The business bug never fully left Adams though, and after graduation she got involved in real estate, flipping houses. In the years that followed, she and her husband, Adam Adams, C’91, opened their own successful floor-covering business in Florida. 

But Adams wanted to dig deeper, so she enrolled in the University of Florida’s MBA program. 

“I was doing a lot of business hands-on, and I felt like if there was more to learn, I wanted to know what that was,” she says. 

It turned out to be the right move because it was in graduate school that she discovered an important piece of information—one that would set her up for the career she has today. 

“A lot of people in my program were very successful in their careers—CEOs and CFOs. Many of them had had great success and had multiple masters’ degrees, but they were really struggling with their personal finances,” says Adams. “They were dealing with a lot of debt, they were dealing with indecision about how to manage their money properly, and they were at a disadvantage because they’d never really thought a whole lot about personal finance.”

It was a lightbulb moment for Adams.

“I realized you could be very educated, you could be very smart, and still have a lot of trouble managing money. Those things don’t necessarily mean you’re going to be a whiz and have financial success.”

And she had another realization. It was one thing to go to school and study how to manage a business’s money, but nowhere in that process was anyone really teaching how to manage your own money. Adams was her own perfect example. She had an MBA, but no one had ever taught her about credit or debt, taxes, insurance, or any of the components of personal finance. 

Despite always having had an interest in personal finance, she was no less susceptible than the rest of us to some of the most common money pitfalls. Reading up on best practices for managing money didn’t stop Adams from making her own money mistakes in the years after college. She took vacations she couldn’t afford, bought things she didn’t need and put them on credit, and rented apartments that busted her budget. In theory, she knew better but wasn’t actually able to do better day to day. 

The stress of it all finally caught up to Adams shortly after she and Adam were married. They made a commitment to pay off her debt and start managing their money responsibly. 

In graduate school, on the other side of her own money trouble, she saw the same scenarios playing out in her colleagues’ lives. And she thought maybe she could help.

——

In the excerpt about Adams, what kind of business did she and her husband open in Florida? Rely only on the excerpt about Adams when working with the records.

Location identification records:
——

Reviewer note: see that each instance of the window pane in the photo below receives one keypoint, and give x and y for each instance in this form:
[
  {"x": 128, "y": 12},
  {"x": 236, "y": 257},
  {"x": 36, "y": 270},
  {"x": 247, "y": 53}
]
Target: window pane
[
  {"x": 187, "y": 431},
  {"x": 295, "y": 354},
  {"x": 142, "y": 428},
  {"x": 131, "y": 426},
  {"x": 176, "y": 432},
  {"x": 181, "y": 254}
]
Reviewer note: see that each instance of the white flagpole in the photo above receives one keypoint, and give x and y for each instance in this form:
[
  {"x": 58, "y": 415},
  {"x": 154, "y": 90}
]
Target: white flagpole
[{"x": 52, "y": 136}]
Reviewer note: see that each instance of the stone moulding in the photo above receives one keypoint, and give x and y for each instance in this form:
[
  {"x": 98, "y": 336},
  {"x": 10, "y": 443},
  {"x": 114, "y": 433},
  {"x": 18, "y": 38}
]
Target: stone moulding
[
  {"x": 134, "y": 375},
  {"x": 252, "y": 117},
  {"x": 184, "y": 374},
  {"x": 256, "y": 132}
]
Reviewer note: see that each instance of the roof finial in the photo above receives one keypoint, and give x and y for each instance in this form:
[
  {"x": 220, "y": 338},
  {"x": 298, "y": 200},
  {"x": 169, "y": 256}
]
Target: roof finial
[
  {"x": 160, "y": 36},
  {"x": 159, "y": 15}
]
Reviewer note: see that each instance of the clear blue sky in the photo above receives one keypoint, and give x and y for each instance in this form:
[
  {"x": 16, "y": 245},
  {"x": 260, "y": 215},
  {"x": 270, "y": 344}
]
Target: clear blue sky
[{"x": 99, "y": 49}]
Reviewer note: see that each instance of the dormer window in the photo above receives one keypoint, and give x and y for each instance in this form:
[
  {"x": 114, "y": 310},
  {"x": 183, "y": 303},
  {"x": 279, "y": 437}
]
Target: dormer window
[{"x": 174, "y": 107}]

——

Problem solution: A floor-covering business.